Supplied material:

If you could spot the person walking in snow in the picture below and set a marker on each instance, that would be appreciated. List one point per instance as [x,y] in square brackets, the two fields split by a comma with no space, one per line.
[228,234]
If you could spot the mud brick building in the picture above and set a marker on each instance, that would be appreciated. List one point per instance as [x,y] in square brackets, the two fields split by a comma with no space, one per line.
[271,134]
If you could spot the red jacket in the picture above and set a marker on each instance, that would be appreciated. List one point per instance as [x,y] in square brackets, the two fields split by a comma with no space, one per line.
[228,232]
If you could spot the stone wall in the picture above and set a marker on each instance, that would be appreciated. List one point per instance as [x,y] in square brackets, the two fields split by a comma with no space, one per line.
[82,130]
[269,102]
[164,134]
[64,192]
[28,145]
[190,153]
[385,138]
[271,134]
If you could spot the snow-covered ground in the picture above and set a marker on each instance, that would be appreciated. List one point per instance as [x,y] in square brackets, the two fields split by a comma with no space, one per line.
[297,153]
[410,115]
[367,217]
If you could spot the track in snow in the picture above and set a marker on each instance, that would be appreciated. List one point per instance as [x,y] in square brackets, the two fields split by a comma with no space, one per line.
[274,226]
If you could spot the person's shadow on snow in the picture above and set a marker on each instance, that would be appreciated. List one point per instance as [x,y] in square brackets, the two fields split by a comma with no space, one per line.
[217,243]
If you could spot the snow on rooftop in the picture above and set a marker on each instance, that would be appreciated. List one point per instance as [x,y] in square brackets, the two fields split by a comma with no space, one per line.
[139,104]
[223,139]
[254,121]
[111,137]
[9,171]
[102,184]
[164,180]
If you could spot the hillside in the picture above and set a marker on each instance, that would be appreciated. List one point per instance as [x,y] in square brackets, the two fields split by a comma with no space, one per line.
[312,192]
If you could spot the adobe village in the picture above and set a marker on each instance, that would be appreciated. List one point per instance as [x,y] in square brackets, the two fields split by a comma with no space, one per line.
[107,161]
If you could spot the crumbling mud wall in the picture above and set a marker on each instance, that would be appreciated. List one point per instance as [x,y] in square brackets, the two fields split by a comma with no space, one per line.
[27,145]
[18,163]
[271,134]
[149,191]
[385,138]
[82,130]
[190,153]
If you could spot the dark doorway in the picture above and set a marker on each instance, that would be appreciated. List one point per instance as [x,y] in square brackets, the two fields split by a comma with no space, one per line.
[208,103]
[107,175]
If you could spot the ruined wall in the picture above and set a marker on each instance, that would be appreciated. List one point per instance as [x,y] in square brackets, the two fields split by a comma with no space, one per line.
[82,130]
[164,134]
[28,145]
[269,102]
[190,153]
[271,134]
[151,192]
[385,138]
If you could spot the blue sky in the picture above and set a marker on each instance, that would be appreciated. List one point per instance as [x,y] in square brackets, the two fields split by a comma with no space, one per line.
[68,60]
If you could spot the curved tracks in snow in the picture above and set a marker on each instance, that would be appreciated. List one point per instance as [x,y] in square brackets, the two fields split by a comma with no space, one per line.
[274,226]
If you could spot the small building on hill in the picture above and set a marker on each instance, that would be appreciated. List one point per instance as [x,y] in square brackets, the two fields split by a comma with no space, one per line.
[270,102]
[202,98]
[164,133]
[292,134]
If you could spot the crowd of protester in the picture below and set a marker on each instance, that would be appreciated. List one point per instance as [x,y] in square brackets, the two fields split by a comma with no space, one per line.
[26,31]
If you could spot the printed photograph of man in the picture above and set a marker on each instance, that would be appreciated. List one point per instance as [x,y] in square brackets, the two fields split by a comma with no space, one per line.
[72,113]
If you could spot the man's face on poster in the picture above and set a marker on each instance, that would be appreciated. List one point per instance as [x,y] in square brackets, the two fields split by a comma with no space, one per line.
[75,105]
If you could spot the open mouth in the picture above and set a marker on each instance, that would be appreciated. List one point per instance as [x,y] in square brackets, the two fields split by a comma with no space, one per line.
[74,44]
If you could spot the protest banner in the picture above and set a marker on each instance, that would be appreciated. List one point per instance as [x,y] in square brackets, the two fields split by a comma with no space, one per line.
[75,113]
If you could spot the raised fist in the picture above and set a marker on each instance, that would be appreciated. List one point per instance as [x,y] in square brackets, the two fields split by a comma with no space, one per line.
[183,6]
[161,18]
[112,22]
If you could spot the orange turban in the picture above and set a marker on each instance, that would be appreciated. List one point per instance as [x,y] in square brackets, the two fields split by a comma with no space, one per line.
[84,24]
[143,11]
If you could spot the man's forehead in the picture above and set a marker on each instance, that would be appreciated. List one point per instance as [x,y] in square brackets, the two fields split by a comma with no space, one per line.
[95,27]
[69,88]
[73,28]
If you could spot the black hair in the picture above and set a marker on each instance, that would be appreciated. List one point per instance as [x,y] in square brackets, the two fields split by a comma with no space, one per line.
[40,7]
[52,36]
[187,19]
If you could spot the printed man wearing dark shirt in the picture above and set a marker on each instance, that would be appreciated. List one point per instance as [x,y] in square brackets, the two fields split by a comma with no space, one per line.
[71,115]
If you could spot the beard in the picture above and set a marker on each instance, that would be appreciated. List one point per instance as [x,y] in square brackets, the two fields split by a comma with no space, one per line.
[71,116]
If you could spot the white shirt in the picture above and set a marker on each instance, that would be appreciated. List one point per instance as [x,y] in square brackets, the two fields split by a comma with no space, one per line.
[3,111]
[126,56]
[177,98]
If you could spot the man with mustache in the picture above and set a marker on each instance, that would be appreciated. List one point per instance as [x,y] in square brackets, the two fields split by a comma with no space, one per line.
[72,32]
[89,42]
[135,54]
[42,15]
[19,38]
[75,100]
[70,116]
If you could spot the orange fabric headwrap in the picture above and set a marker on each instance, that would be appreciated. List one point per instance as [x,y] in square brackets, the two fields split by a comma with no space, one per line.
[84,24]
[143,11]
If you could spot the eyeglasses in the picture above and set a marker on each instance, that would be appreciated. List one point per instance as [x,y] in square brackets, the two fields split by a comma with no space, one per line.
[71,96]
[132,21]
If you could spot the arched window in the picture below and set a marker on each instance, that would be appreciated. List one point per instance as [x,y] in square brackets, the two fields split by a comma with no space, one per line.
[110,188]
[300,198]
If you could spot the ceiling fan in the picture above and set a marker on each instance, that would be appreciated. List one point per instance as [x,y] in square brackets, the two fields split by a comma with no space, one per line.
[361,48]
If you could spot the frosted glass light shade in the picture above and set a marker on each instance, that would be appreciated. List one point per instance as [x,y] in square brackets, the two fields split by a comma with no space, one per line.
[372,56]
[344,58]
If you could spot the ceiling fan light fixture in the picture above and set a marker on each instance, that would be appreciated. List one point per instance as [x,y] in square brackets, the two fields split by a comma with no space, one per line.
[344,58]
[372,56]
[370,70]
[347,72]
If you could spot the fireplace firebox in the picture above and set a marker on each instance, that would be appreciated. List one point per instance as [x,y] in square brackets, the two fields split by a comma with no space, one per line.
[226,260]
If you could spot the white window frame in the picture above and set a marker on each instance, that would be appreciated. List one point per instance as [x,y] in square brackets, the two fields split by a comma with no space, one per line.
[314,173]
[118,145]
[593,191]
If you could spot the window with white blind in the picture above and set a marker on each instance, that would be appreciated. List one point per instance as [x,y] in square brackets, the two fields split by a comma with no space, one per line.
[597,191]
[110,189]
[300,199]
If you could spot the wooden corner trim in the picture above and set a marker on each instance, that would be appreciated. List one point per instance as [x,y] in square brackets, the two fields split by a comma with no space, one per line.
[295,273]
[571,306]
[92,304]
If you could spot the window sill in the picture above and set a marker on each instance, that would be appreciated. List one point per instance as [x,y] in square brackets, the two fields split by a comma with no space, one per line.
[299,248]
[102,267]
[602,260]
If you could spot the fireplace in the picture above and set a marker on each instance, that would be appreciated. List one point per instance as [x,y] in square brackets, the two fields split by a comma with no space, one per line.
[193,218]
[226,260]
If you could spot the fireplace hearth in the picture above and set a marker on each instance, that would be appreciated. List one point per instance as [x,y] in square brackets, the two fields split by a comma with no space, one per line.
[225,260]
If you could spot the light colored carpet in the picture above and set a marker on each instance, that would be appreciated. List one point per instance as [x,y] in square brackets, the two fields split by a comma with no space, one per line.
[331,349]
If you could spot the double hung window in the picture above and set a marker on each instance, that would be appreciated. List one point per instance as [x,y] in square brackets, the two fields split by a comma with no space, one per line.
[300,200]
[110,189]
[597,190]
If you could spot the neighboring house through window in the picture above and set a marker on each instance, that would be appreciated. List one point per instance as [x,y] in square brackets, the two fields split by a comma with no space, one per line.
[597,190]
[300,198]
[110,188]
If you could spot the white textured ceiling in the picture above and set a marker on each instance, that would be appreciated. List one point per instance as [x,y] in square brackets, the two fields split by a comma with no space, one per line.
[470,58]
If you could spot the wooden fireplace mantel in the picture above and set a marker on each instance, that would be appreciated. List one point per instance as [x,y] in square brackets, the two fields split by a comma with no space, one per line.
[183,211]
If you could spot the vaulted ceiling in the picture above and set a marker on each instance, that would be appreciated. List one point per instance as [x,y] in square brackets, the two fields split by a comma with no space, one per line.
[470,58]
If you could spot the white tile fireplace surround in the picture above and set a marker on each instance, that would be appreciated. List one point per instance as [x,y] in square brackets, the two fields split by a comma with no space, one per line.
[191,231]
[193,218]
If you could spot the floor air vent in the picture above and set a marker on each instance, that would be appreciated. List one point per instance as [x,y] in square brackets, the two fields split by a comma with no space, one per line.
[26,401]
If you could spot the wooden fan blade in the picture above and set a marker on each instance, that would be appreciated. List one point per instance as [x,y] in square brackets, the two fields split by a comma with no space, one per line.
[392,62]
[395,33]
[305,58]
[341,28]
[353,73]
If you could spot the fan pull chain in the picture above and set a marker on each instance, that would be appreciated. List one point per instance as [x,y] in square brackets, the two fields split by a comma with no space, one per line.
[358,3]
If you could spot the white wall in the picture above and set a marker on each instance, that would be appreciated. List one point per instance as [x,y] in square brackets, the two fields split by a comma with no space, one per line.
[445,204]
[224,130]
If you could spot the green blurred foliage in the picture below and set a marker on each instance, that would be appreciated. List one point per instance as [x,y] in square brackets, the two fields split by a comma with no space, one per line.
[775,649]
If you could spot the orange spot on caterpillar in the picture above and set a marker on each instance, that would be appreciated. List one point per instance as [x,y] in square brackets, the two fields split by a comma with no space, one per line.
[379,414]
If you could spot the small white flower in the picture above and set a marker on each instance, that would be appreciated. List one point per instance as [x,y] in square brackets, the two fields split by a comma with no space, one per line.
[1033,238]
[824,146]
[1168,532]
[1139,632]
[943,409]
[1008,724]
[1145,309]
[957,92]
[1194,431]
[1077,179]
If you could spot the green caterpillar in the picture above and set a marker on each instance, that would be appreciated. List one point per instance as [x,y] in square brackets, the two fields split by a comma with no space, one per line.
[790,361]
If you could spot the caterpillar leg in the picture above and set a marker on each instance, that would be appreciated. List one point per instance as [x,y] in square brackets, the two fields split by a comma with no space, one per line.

What the task requires:
From the line holding "If you could spot the green blurred" through the final line of the data above, copy every line exactly as written. Include nothing else.

Reply:
If you could spot the green blurred foliage in the picture below and set a marker on each instance, that would be appreciated. List one point per instance as [x,y] in square brackets, the two fields split by a comma with no space, one per line.
[775,649]
If you could spot the orange spot on caterpillar in the picture above and set a marker on each instance, that would be appreciated. List one point per instance as [x,y] in square brackets, the two fields split by a comma with no space, one per line.
[379,414]
If you could spot the small white flower in the picture above and set a marker on each instance, that would be appreciated. List one point per instance as [x,y] in square brackets, the two fields split by a comma with no space, one per line.
[1033,238]
[824,146]
[1168,532]
[1139,632]
[943,409]
[1008,724]
[1145,309]
[957,92]
[1194,431]
[1077,179]
If you could spot the green caterpillar in the picture above and set a marker on each instance, that would be appreciated. List one point per instance as [x,y] in square brackets, the two fields split by a comma with no space, one per line.
[790,361]
If you could spot the caterpillar leg in the picture above and set a marker on each instance, that would be appreciated. List one point per instance as [x,y] in square brackets, the two fields split by a comma with no space, one per line.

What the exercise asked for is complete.